'''

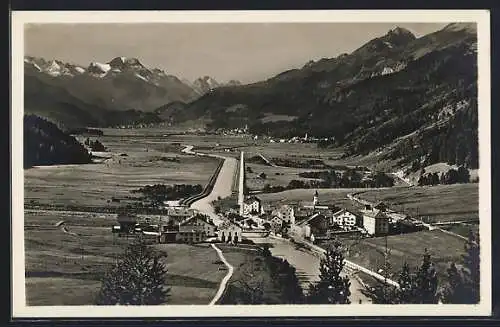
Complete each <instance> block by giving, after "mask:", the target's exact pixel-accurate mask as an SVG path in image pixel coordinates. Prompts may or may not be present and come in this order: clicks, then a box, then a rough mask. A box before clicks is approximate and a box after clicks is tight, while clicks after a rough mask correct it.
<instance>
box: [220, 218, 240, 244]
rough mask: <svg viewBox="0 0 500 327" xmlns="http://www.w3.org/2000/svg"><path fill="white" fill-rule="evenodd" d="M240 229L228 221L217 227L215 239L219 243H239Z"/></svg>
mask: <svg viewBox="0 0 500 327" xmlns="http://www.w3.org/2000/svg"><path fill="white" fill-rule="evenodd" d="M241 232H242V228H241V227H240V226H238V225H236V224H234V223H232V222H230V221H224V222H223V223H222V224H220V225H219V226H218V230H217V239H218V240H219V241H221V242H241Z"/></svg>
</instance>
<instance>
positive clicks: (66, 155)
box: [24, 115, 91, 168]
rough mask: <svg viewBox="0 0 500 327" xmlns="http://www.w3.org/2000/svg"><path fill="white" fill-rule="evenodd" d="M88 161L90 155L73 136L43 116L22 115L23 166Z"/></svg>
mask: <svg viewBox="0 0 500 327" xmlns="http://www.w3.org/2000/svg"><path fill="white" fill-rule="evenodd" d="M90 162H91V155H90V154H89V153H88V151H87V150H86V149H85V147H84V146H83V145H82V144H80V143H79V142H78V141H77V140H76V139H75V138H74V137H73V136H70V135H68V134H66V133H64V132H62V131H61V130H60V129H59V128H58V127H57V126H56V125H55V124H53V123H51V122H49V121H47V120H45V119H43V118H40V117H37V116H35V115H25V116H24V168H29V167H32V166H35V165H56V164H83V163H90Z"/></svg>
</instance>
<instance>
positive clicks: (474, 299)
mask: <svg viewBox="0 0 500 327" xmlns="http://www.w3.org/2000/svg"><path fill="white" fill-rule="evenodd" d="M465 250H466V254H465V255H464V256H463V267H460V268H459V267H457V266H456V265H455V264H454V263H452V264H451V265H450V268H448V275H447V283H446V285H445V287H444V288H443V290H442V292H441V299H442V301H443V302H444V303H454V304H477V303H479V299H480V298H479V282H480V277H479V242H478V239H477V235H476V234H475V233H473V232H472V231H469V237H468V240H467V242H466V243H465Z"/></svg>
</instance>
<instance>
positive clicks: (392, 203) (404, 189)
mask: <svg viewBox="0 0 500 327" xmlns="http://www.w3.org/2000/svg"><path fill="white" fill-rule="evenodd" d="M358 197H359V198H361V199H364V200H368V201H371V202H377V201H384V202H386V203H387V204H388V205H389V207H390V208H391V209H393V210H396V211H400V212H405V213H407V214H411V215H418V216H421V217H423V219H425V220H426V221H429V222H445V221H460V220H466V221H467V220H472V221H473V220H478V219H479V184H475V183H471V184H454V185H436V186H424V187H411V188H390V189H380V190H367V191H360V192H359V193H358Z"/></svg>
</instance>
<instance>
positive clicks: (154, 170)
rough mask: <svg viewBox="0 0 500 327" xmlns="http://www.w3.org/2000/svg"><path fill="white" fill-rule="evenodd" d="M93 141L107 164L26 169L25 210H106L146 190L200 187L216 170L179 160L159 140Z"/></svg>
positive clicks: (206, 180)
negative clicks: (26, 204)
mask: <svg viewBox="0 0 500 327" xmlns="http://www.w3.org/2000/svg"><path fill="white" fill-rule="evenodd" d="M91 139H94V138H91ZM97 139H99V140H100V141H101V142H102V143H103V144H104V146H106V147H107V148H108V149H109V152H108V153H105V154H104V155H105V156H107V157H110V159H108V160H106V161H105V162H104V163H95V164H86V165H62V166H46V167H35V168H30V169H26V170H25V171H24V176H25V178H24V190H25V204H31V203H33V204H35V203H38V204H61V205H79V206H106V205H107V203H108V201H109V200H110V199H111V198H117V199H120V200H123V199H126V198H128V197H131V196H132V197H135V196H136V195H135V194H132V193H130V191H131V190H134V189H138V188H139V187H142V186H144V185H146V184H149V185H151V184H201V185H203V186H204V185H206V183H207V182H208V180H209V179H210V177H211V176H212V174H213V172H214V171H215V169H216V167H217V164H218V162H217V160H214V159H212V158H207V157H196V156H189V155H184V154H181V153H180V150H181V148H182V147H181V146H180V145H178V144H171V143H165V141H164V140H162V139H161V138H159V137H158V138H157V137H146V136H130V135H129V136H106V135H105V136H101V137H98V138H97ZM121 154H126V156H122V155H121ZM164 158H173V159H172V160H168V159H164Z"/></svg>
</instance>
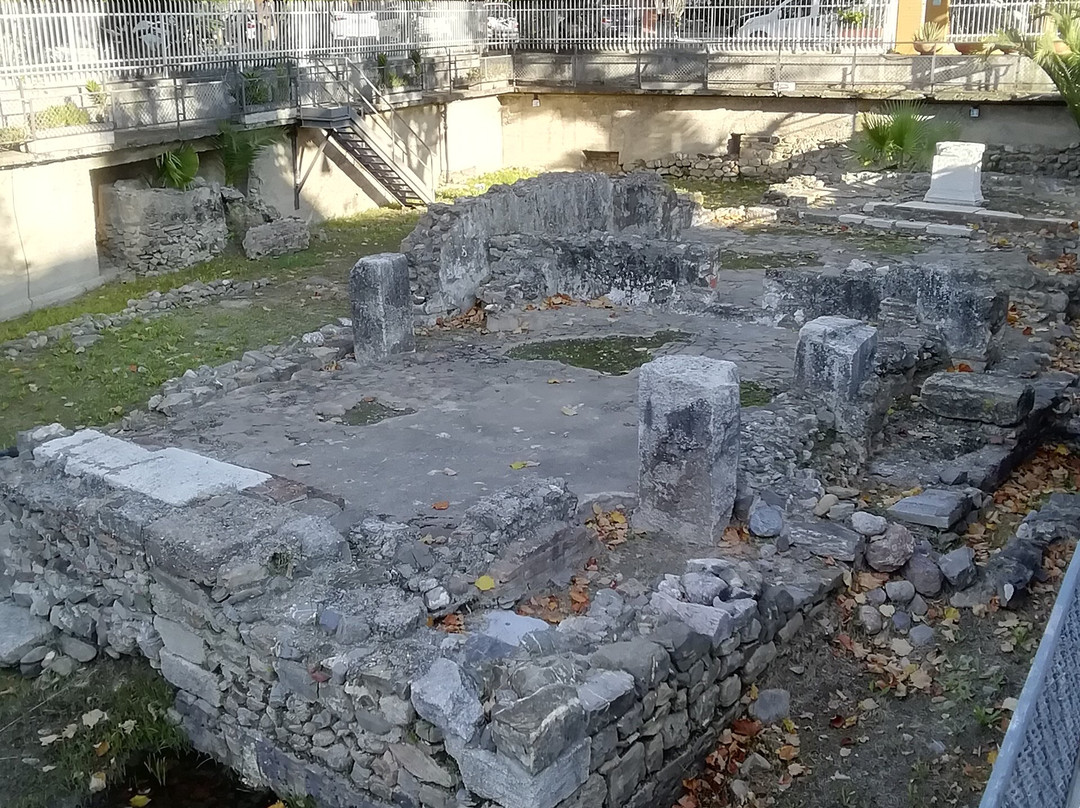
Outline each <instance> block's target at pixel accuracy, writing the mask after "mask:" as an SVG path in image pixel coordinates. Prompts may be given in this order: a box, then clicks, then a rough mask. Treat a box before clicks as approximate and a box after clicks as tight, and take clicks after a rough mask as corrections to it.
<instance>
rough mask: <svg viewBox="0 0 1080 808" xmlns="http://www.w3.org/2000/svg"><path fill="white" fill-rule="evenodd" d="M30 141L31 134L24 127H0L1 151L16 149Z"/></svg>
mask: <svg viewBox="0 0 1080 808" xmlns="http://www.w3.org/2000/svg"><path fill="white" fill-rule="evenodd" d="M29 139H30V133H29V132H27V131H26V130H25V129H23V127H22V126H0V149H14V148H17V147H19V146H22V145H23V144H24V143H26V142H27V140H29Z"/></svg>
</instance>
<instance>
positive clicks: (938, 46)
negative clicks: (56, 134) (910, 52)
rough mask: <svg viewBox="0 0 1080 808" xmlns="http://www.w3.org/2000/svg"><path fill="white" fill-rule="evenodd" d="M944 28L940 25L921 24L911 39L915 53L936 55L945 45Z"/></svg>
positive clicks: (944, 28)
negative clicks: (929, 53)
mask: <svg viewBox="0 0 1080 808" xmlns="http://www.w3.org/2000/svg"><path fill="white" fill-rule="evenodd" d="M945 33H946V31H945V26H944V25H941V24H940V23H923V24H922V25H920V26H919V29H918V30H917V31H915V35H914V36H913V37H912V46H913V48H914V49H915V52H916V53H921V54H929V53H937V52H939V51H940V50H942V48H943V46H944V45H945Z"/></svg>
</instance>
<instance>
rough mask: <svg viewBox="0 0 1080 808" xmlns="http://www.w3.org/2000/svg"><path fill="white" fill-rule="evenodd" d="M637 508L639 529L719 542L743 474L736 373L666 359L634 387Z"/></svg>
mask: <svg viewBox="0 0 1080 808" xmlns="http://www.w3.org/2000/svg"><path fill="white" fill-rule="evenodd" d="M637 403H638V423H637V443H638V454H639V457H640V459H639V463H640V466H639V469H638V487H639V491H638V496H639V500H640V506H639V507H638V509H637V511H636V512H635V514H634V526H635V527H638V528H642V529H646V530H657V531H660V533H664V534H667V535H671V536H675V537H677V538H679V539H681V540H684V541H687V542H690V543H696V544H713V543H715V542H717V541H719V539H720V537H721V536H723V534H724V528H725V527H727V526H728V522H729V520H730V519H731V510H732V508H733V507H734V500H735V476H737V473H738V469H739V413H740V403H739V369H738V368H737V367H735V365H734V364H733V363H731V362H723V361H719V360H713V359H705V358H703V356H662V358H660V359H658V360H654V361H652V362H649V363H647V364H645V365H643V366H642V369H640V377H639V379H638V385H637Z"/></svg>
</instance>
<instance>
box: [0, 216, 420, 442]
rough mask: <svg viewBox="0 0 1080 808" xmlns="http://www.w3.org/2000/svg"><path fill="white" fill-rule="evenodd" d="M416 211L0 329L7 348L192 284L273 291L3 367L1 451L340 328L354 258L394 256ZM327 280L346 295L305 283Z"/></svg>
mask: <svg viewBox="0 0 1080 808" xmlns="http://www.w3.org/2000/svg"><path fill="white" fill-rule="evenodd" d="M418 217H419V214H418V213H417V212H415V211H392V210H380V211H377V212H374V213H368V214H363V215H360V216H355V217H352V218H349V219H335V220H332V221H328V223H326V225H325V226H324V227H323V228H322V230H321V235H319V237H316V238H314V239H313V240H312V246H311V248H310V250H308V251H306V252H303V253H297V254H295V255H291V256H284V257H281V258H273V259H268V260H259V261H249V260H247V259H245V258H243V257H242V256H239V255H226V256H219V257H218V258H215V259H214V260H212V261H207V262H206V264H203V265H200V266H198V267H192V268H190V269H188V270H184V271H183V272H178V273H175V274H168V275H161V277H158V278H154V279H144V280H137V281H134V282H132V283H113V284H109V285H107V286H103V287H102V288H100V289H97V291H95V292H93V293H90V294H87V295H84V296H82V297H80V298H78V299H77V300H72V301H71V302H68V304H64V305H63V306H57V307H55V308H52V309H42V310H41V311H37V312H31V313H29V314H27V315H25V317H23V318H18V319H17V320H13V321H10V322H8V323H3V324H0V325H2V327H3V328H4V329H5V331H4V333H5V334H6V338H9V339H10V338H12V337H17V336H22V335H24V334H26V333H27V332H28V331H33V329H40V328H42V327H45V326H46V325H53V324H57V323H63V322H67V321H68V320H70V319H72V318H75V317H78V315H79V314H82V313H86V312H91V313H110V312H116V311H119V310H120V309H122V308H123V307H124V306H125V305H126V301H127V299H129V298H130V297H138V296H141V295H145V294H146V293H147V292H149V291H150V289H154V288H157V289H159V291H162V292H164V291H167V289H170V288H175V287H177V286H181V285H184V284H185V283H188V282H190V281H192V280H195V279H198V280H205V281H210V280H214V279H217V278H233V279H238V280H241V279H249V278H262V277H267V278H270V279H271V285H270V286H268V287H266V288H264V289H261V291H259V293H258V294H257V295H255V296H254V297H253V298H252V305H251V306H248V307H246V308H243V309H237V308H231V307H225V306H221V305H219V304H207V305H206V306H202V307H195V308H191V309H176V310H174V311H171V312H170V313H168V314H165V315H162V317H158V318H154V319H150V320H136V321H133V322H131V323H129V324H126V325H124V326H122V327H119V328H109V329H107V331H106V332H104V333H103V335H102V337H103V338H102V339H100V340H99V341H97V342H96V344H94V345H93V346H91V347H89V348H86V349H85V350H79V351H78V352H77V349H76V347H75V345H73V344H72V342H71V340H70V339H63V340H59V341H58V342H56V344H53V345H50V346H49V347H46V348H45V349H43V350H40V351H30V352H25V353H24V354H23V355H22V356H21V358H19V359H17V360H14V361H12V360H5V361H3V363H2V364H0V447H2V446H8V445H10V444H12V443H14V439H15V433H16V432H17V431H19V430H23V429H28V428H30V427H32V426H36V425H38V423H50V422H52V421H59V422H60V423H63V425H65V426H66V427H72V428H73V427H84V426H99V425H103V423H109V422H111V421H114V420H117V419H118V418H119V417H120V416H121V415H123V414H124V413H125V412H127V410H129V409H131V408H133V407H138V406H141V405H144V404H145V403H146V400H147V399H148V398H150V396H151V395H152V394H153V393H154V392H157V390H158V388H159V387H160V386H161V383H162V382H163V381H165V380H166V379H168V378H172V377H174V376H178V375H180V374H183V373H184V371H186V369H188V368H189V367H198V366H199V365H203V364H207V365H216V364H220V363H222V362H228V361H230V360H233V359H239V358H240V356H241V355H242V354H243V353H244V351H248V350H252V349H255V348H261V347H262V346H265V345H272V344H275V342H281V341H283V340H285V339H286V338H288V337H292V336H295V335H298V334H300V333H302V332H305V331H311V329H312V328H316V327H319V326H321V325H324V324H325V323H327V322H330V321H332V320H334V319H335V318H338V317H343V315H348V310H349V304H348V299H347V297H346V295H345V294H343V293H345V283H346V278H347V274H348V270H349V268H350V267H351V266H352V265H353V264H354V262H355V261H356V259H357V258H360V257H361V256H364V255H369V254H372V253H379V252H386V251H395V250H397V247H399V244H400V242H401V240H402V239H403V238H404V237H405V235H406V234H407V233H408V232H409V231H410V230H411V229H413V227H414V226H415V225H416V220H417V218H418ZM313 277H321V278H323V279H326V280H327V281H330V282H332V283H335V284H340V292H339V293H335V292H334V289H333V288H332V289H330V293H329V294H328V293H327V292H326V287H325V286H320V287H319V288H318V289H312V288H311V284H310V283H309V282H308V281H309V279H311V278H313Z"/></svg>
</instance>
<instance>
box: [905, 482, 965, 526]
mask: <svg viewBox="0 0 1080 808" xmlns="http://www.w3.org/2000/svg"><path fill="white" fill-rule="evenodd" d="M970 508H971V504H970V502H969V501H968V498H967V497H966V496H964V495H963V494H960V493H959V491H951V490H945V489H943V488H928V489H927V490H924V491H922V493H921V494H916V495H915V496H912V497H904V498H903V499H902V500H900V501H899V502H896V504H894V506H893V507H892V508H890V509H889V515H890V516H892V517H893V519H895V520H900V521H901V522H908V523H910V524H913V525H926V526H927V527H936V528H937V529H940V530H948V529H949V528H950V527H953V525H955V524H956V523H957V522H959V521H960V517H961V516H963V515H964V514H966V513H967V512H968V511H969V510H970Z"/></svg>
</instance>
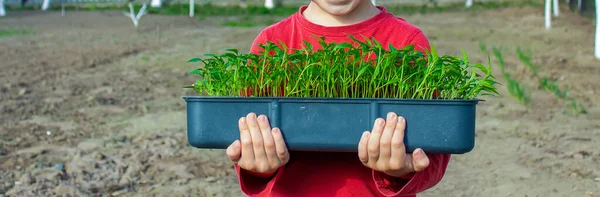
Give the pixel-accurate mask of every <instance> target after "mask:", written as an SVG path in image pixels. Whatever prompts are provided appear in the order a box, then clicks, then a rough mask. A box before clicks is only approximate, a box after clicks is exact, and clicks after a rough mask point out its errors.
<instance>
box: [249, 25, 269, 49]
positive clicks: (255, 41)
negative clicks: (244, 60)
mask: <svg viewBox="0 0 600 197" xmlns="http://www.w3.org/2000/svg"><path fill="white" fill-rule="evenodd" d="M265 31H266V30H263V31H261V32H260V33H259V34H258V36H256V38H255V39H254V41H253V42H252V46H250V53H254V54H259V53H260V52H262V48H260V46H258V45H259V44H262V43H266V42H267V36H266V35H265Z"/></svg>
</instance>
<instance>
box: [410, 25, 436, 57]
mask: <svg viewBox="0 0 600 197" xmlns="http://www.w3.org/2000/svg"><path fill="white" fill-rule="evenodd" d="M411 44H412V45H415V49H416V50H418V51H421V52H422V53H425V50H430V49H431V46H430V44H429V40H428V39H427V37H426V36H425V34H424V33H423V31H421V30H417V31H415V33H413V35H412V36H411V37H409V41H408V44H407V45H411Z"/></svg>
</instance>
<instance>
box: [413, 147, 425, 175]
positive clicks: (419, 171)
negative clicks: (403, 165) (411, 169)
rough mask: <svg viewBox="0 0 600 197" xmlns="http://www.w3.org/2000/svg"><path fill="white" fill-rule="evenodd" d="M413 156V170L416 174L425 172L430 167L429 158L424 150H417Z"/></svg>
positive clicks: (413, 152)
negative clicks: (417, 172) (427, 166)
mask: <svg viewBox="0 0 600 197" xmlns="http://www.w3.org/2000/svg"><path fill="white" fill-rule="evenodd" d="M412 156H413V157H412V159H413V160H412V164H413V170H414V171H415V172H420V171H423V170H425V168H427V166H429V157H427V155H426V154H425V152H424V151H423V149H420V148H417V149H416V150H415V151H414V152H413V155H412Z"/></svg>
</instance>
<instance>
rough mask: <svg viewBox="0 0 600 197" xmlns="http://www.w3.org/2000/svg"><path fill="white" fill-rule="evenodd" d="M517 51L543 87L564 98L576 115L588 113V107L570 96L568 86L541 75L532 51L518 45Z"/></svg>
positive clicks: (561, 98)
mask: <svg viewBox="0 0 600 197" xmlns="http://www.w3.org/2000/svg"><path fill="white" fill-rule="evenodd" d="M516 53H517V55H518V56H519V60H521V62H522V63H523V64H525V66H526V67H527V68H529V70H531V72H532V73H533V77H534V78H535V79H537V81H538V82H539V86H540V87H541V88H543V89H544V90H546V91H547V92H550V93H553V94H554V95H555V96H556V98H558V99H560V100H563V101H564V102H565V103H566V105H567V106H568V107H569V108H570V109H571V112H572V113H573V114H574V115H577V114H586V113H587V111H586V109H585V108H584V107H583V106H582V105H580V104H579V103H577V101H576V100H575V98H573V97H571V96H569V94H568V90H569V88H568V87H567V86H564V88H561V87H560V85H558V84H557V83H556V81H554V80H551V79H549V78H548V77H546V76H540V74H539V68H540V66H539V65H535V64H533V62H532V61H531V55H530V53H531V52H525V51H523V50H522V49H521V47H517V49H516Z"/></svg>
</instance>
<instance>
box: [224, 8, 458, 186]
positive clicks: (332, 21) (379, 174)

'''

* _Work task_
Look through the entries and find each line that has the string "exact". Copy those lines.

* _Response_
Complete each <instance> block by giving, after "mask:", the target's exact pixel-accurate mask as an SVG path in image pixel coordinates. Prompts may or may not be present and come in this order: clicks, then a box, then a rough mask. A box before clicks is approximate and a box after clicks is tight, while clicks after a rough mask correct it.
Give the pixel-accurate mask of every <instance> target after "mask:", written as an SVG path in image pixels. Whatever prompts are provided appear in the order a box, then clicks, then a rough mask. A box before clicks is only approximate, a box after clicks is exact, and clicks after a rough mask point out its errors.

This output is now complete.